### [Consegna a]
Ripeti esattamente la parte dei record che va dal loro inizio fino alla riga contenente "[150, 225, 245, 401]", quest'ultima compresa. Non includere le immagini nella risposta.
━━━━━ Brano fornito ━━━━━
Gli spettri
aprono il sipario del Festival di Spoleto
di Giuseppe
Pennisi
Da cinque
anni Giorgio Ferrara si è impegnato a fondo nel rilancio del Festival di
Spoleto, ora alla 55° edizione (29 giugno-15 luglio). In scena quest'anno due
opere, una dozzina di concerti, tre balletti e nove spettacoli di prosa.
Spoleto deve fronteggiare una dura concorrenza: la strada è tutta in salita.
Il lavoro
inaugurale è Il giro di vite di Benjamin Britten, su libretto di Mayanny Piper.
Tratto dal racconto di Henry James e commissionato dalla Biennale di
Venezia, ebbe alla Fenice la prima mondiale nel 1954. Di recente si sono viste due
edizioni, con regia rispettivamente di Luca Ronconi e Luc Bondy, e lo
spettacolo sarà a Bologna la prossima stagione. I due atti di 50 minuti e otto
scene ciascuno sono come uno specchio: a ogni scena del primo atto ne
corrisponde una analoga nel secondo in cui la tonalità musicale è rovesciata o
duplicata con un leggero mutamento. L'organico è ridotto all'osso: 13
orchestrali e sette voci. Le singole rapide scene danno il senso dell'avvitarsi
della spettrale vicenda fino alla tragica giaccona finale. Il tema perdita
dell'innocenza e del riscatto finale è inserito in un contesto in cui i
corruttori dei due adolescenti protagonisti sono ormai fantasmi.
━━━━━ Dati da elaborare ━━━━━
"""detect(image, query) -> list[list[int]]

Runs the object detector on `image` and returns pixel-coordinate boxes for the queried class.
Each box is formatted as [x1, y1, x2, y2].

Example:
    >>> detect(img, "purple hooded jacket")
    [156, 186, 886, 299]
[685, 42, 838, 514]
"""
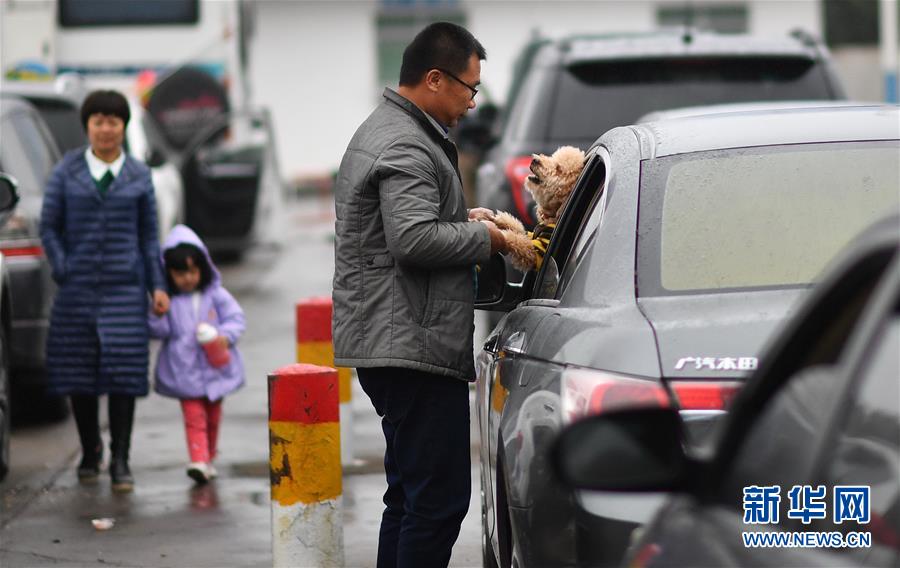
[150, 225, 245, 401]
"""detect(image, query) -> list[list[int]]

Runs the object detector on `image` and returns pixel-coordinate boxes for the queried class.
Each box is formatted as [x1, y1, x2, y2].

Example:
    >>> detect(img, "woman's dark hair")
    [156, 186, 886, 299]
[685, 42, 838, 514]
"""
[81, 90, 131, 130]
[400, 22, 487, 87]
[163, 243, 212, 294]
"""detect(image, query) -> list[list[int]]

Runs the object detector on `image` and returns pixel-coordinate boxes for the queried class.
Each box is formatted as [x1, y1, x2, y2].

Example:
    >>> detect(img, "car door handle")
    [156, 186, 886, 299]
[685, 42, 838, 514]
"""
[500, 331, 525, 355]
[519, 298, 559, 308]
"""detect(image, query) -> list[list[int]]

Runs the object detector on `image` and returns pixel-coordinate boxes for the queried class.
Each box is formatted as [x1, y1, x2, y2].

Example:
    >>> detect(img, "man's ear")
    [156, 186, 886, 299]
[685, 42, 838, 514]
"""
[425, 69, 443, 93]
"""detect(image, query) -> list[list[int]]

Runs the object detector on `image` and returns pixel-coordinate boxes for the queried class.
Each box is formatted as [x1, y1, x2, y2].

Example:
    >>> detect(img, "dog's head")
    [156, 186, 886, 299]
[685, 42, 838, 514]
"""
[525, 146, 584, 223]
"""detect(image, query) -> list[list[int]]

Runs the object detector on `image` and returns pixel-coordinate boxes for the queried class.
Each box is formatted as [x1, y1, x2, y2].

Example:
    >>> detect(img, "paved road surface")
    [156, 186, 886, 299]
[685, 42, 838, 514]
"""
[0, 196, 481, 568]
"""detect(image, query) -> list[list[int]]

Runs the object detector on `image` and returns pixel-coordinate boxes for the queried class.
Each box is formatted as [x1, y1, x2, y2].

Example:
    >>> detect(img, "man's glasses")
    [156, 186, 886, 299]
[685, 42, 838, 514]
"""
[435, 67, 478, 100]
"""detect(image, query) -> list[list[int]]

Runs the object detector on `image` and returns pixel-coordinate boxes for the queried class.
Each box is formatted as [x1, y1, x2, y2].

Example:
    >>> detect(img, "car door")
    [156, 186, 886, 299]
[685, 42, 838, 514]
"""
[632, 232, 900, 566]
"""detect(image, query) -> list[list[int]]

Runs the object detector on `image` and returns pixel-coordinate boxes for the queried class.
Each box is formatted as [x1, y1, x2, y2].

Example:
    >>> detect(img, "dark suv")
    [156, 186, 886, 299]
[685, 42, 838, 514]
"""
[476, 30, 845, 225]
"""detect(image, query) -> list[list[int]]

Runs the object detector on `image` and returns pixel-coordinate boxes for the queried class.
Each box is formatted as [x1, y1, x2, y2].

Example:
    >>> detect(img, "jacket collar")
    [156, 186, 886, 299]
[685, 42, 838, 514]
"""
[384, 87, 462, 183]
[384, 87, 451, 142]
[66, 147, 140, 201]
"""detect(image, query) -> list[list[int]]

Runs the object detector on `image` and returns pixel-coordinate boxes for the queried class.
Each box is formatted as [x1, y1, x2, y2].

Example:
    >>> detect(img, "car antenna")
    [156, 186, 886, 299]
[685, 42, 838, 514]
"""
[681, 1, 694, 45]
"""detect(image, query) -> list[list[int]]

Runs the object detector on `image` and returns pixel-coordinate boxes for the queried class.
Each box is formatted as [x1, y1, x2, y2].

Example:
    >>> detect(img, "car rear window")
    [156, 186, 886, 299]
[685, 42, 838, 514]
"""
━━━━━
### [Consegna b]
Duplica alla lettera la parte del brano sul Festival di Spoleto che si apre con le parole contenenti "Tratto dal racconto" e si chiude con "sono ormai fantasmi.", estremi inclusi.

### [Risposta corretta a]
"""detect(image, query) -> list[list[int]]

Runs the object detector on `image` and returns pixel-coordinate boxes for the queried class.
Each box is formatted as [x1, y1, x2, y2].

Example:
    >>> detect(img, "purple hooded jacket")
    [156, 186, 886, 299]
[685, 42, 838, 514]
"""
[150, 225, 245, 401]

### [Risposta corretta b]
Tratto dal racconto di Henry James e commissionato dalla Biennale di
Venezia, ebbe alla Fenice la prima mondiale nel 1954. Di recente si sono viste due
edizioni, con regia rispettivamente di Luca Ronconi e Luc Bondy, e lo
spettacolo sarà a Bologna la prossima stagione. I due atti di 50 minuti e otto
scene ciascuno sono come uno specchio: a ogni scena del primo atto ne
corrisponde una analoga nel secondo in cui la tonalità musicale è rovesciata o
duplicata con un leggero mutamento. L'organico è ridotto all'osso: 13
orchestrali e sette voci. Le singole rapide scene danno il senso dell'avvitarsi
della spettrale vicenda fino alla tragica giaccona finale. Il tema perdita
dell'innocenza e del riscatto finale è inserito in un contesto in cui i
corruttori dei due adolescenti protagonisti sono ormai fantasmi.